__Excerpt to read__:
The Decay of Journalism
The emergence of the Internet opened the floodgates of information to the world making it impossible for the established gatekeepers to control the narrative. All of a sudden, people were able to obtain all the information they could possibly consume on-demand. As a result, most of us gained fresh ideas and different perspectives by being exposed to new voices.
The established press faced unprecedented competition seemingly overnight. The emergence of the new media and the birth of the attention economy pushed legacy news organizations away from traditional journalistic practices in favour of entertainment-like news reporting. This new model is innately sensationalistic, subjective and superficial. Political commentary and debate programming, masked as the news, proved to have better engagement with audiences than conventional news reporting, which quickly got pushed to the sidelines.

__Extracted information__:
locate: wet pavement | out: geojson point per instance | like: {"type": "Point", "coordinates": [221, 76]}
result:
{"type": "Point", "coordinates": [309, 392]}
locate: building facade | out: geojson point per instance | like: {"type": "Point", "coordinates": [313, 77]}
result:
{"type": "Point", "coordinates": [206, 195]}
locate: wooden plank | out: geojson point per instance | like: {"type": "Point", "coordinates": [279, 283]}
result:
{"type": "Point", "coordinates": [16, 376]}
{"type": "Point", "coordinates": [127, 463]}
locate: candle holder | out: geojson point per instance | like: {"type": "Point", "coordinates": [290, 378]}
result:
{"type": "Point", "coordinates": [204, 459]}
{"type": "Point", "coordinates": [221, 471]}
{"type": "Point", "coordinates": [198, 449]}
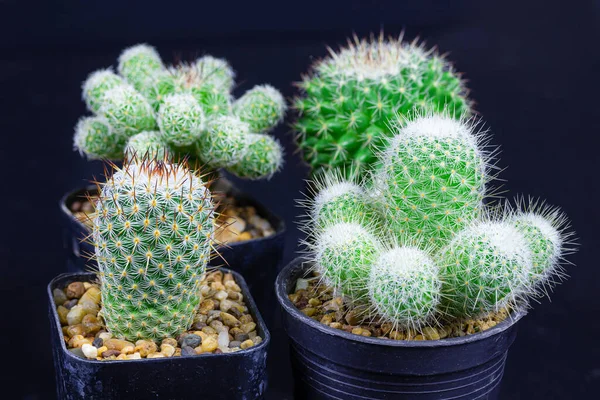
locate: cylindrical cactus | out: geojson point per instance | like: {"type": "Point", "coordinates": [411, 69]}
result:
{"type": "Point", "coordinates": [343, 254]}
{"type": "Point", "coordinates": [188, 104]}
{"type": "Point", "coordinates": [350, 96]}
{"type": "Point", "coordinates": [433, 175]}
{"type": "Point", "coordinates": [405, 287]}
{"type": "Point", "coordinates": [487, 266]}
{"type": "Point", "coordinates": [153, 233]}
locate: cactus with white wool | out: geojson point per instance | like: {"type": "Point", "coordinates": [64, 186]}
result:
{"type": "Point", "coordinates": [191, 108]}
{"type": "Point", "coordinates": [153, 234]}
{"type": "Point", "coordinates": [416, 246]}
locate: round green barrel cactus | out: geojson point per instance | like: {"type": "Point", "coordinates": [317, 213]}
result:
{"type": "Point", "coordinates": [405, 287]}
{"type": "Point", "coordinates": [433, 174]}
{"type": "Point", "coordinates": [486, 267]}
{"type": "Point", "coordinates": [343, 254]}
{"type": "Point", "coordinates": [349, 98]}
{"type": "Point", "coordinates": [152, 233]}
{"type": "Point", "coordinates": [187, 105]}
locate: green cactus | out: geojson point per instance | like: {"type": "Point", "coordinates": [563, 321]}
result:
{"type": "Point", "coordinates": [148, 145]}
{"type": "Point", "coordinates": [343, 254]}
{"type": "Point", "coordinates": [405, 287]}
{"type": "Point", "coordinates": [484, 268]}
{"type": "Point", "coordinates": [263, 158]}
{"type": "Point", "coordinates": [349, 97]}
{"type": "Point", "coordinates": [546, 232]}
{"type": "Point", "coordinates": [153, 233]}
{"type": "Point", "coordinates": [433, 178]}
{"type": "Point", "coordinates": [95, 137]}
{"type": "Point", "coordinates": [337, 199]}
{"type": "Point", "coordinates": [138, 63]}
{"type": "Point", "coordinates": [262, 108]}
{"type": "Point", "coordinates": [186, 105]}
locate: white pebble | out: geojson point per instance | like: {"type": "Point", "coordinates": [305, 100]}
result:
{"type": "Point", "coordinates": [223, 340]}
{"type": "Point", "coordinates": [89, 351]}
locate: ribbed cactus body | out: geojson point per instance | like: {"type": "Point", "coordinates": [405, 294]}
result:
{"type": "Point", "coordinates": [485, 267]}
{"type": "Point", "coordinates": [95, 137]}
{"type": "Point", "coordinates": [152, 234]}
{"type": "Point", "coordinates": [404, 287]}
{"type": "Point", "coordinates": [433, 178]}
{"type": "Point", "coordinates": [148, 145]}
{"type": "Point", "coordinates": [138, 63]}
{"type": "Point", "coordinates": [350, 97]}
{"type": "Point", "coordinates": [344, 253]}
{"type": "Point", "coordinates": [96, 85]}
{"type": "Point", "coordinates": [185, 104]}
{"type": "Point", "coordinates": [127, 111]}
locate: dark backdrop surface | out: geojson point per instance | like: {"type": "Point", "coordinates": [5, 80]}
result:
{"type": "Point", "coordinates": [531, 65]}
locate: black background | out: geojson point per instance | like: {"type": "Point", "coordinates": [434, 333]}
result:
{"type": "Point", "coordinates": [532, 67]}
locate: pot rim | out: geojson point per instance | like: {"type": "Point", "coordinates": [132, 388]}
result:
{"type": "Point", "coordinates": [249, 303]}
{"type": "Point", "coordinates": [279, 226]}
{"type": "Point", "coordinates": [299, 264]}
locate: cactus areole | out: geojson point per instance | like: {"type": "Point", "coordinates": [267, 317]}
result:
{"type": "Point", "coordinates": [153, 233]}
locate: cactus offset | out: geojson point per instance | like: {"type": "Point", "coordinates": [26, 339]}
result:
{"type": "Point", "coordinates": [404, 287]}
{"type": "Point", "coordinates": [350, 96]}
{"type": "Point", "coordinates": [153, 233]}
{"type": "Point", "coordinates": [187, 104]}
{"type": "Point", "coordinates": [484, 268]}
{"type": "Point", "coordinates": [433, 175]}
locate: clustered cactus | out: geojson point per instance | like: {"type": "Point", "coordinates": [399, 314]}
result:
{"type": "Point", "coordinates": [172, 113]}
{"type": "Point", "coordinates": [415, 244]}
{"type": "Point", "coordinates": [153, 234]}
{"type": "Point", "coordinates": [349, 97]}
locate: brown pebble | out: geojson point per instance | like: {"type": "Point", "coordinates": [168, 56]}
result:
{"type": "Point", "coordinates": [75, 290]}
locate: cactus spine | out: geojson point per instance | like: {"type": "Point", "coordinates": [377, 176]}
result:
{"type": "Point", "coordinates": [186, 105]}
{"type": "Point", "coordinates": [349, 97]}
{"type": "Point", "coordinates": [153, 233]}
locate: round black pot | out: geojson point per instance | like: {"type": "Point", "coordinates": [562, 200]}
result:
{"type": "Point", "coordinates": [334, 364]}
{"type": "Point", "coordinates": [239, 375]}
{"type": "Point", "coordinates": [257, 259]}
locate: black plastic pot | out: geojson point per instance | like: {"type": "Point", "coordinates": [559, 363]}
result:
{"type": "Point", "coordinates": [240, 375]}
{"type": "Point", "coordinates": [257, 259]}
{"type": "Point", "coordinates": [334, 364]}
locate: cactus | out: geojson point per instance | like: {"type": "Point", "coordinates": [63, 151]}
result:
{"type": "Point", "coordinates": [546, 232]}
{"type": "Point", "coordinates": [404, 287]}
{"type": "Point", "coordinates": [153, 233]}
{"type": "Point", "coordinates": [484, 268]}
{"type": "Point", "coordinates": [343, 255]}
{"type": "Point", "coordinates": [186, 104]}
{"type": "Point", "coordinates": [147, 145]}
{"type": "Point", "coordinates": [349, 97]}
{"type": "Point", "coordinates": [95, 137]}
{"type": "Point", "coordinates": [337, 199]}
{"type": "Point", "coordinates": [432, 177]}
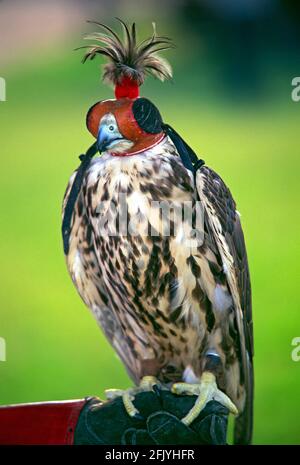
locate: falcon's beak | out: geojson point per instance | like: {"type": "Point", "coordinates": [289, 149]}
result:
{"type": "Point", "coordinates": [106, 138]}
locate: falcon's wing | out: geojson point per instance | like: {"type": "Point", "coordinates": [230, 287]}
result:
{"type": "Point", "coordinates": [223, 225]}
{"type": "Point", "coordinates": [86, 275]}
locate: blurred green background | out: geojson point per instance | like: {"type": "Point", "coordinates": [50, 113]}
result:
{"type": "Point", "coordinates": [230, 99]}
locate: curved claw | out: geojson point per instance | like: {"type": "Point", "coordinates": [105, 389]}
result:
{"type": "Point", "coordinates": [148, 383]}
{"type": "Point", "coordinates": [206, 391]}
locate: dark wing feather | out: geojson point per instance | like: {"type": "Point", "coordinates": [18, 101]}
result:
{"type": "Point", "coordinates": [223, 224]}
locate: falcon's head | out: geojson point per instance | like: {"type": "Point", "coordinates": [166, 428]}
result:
{"type": "Point", "coordinates": [125, 126]}
{"type": "Point", "coordinates": [128, 124]}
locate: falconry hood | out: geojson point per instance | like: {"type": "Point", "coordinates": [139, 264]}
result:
{"type": "Point", "coordinates": [138, 121]}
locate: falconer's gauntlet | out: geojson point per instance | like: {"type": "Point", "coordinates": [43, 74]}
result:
{"type": "Point", "coordinates": [108, 423]}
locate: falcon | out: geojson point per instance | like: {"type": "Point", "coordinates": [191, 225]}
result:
{"type": "Point", "coordinates": [172, 297]}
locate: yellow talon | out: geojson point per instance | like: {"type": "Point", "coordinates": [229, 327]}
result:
{"type": "Point", "coordinates": [146, 385]}
{"type": "Point", "coordinates": [206, 391]}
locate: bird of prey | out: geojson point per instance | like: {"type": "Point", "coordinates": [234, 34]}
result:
{"type": "Point", "coordinates": [176, 310]}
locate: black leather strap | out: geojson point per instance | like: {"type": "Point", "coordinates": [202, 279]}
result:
{"type": "Point", "coordinates": [66, 224]}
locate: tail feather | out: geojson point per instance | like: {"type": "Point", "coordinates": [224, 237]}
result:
{"type": "Point", "coordinates": [243, 426]}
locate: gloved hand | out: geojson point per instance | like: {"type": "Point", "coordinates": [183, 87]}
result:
{"type": "Point", "coordinates": [108, 423]}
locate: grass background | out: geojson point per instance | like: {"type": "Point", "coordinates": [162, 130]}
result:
{"type": "Point", "coordinates": [54, 347]}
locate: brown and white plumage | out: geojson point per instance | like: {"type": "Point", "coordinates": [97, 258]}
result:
{"type": "Point", "coordinates": [171, 308]}
{"type": "Point", "coordinates": [161, 304]}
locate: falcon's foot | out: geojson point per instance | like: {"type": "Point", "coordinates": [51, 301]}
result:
{"type": "Point", "coordinates": [206, 391]}
{"type": "Point", "coordinates": [148, 383]}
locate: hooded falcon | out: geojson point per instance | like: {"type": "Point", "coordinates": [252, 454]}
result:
{"type": "Point", "coordinates": [171, 292]}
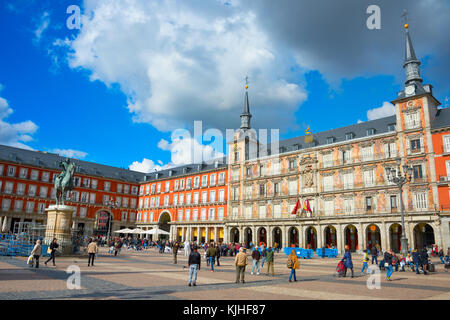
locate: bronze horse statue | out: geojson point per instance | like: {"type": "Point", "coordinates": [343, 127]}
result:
{"type": "Point", "coordinates": [64, 181]}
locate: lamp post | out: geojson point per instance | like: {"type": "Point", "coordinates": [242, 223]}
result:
{"type": "Point", "coordinates": [400, 179]}
{"type": "Point", "coordinates": [111, 204]}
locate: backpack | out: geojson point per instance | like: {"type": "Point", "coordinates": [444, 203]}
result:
{"type": "Point", "coordinates": [290, 264]}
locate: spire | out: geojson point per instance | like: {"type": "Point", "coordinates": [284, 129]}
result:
{"type": "Point", "coordinates": [246, 115]}
{"type": "Point", "coordinates": [411, 64]}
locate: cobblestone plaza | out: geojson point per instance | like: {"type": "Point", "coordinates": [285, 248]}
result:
{"type": "Point", "coordinates": [149, 275]}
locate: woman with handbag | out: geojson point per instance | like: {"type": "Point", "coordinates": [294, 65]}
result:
{"type": "Point", "coordinates": [293, 264]}
{"type": "Point", "coordinates": [52, 250]}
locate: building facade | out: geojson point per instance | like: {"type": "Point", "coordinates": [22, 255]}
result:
{"type": "Point", "coordinates": [341, 174]}
{"type": "Point", "coordinates": [188, 201]}
{"type": "Point", "coordinates": [104, 197]}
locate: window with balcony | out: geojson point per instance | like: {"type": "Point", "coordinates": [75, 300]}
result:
{"type": "Point", "coordinates": [23, 172]}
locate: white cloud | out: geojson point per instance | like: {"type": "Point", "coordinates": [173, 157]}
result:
{"type": "Point", "coordinates": [43, 25]}
{"type": "Point", "coordinates": [146, 166]}
{"type": "Point", "coordinates": [14, 134]}
{"type": "Point", "coordinates": [70, 153]}
{"type": "Point", "coordinates": [178, 61]}
{"type": "Point", "coordinates": [386, 110]}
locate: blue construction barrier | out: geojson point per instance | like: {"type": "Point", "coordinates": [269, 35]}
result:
{"type": "Point", "coordinates": [301, 253]}
{"type": "Point", "coordinates": [330, 253]}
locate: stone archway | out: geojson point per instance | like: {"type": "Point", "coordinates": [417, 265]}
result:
{"type": "Point", "coordinates": [262, 236]}
{"type": "Point", "coordinates": [234, 235]}
{"type": "Point", "coordinates": [293, 237]}
{"type": "Point", "coordinates": [423, 236]}
{"type": "Point", "coordinates": [330, 236]}
{"type": "Point", "coordinates": [277, 237]}
{"type": "Point", "coordinates": [395, 236]}
{"type": "Point", "coordinates": [373, 236]}
{"type": "Point", "coordinates": [351, 237]}
{"type": "Point", "coordinates": [311, 238]}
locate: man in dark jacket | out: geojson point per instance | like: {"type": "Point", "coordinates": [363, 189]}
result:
{"type": "Point", "coordinates": [194, 266]}
{"type": "Point", "coordinates": [416, 260]}
{"type": "Point", "coordinates": [424, 260]}
{"type": "Point", "coordinates": [374, 253]}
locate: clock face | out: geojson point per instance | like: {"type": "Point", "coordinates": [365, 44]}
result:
{"type": "Point", "coordinates": [409, 90]}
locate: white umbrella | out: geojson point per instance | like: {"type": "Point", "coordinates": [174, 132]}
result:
{"type": "Point", "coordinates": [123, 231]}
{"type": "Point", "coordinates": [137, 231]}
{"type": "Point", "coordinates": [156, 231]}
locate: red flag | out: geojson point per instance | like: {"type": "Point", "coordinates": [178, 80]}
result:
{"type": "Point", "coordinates": [308, 208]}
{"type": "Point", "coordinates": [294, 211]}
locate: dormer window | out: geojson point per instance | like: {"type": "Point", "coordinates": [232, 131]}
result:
{"type": "Point", "coordinates": [349, 136]}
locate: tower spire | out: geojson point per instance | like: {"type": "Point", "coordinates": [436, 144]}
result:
{"type": "Point", "coordinates": [411, 64]}
{"type": "Point", "coordinates": [246, 115]}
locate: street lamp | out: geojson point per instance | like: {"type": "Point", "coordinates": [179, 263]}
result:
{"type": "Point", "coordinates": [400, 179]}
{"type": "Point", "coordinates": [111, 204]}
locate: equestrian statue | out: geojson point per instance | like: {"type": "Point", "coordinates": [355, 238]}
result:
{"type": "Point", "coordinates": [64, 181]}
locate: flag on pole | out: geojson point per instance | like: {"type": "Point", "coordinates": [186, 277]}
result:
{"type": "Point", "coordinates": [294, 211]}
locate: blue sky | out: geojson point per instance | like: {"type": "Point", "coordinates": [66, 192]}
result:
{"type": "Point", "coordinates": [116, 99]}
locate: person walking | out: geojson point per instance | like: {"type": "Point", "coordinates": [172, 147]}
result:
{"type": "Point", "coordinates": [365, 261]}
{"type": "Point", "coordinates": [53, 246]}
{"type": "Point", "coordinates": [347, 259]}
{"type": "Point", "coordinates": [424, 260]}
{"type": "Point", "coordinates": [374, 252]}
{"type": "Point", "coordinates": [36, 252]}
{"type": "Point", "coordinates": [92, 250]}
{"type": "Point", "coordinates": [240, 262]}
{"type": "Point", "coordinates": [187, 248]}
{"type": "Point", "coordinates": [263, 255]}
{"type": "Point", "coordinates": [175, 252]}
{"type": "Point", "coordinates": [256, 256]}
{"type": "Point", "coordinates": [293, 264]}
{"type": "Point", "coordinates": [211, 255]}
{"type": "Point", "coordinates": [269, 260]}
{"type": "Point", "coordinates": [194, 261]}
{"type": "Point", "coordinates": [388, 264]}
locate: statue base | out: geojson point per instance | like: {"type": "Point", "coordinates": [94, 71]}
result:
{"type": "Point", "coordinates": [59, 224]}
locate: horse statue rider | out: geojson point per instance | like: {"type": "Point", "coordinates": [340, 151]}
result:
{"type": "Point", "coordinates": [64, 181]}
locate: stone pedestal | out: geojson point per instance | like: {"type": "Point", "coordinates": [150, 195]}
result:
{"type": "Point", "coordinates": [59, 226]}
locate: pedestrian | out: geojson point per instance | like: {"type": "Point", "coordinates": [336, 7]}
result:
{"type": "Point", "coordinates": [211, 255]}
{"type": "Point", "coordinates": [175, 252]}
{"type": "Point", "coordinates": [194, 261]}
{"type": "Point", "coordinates": [424, 260]}
{"type": "Point", "coordinates": [388, 264]}
{"type": "Point", "coordinates": [441, 256]}
{"type": "Point", "coordinates": [374, 252]}
{"type": "Point", "coordinates": [293, 264]}
{"type": "Point", "coordinates": [347, 259]}
{"type": "Point", "coordinates": [92, 250]}
{"type": "Point", "coordinates": [256, 256]}
{"type": "Point", "coordinates": [53, 246]}
{"type": "Point", "coordinates": [263, 255]}
{"type": "Point", "coordinates": [187, 248]}
{"type": "Point", "coordinates": [365, 261]}
{"type": "Point", "coordinates": [269, 260]}
{"type": "Point", "coordinates": [240, 262]}
{"type": "Point", "coordinates": [218, 254]}
{"type": "Point", "coordinates": [447, 260]}
{"type": "Point", "coordinates": [36, 252]}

__Questions to answer__:
- 1) In the journalism excerpt, which three words describe the new model of news reporting?
- 2) Reproduce the part of the journalism excerpt between "The Decay of" and "to new voices.", inclusive.
These rows come from a separate source.

__Answers for each item__:
- 1) Sensationalistic, subjective and superficial.

- 2)
The Decay of Journalism
The emergence of the Internet opened the floodgates of information to the world making it impossible for the established gatekeepers to control the narrative. All of a sudden, people were able to obtain all the information they could possibly consume on-demand. As a result, most of us gained fresh ideas and different perspectives by being exposed to new voices.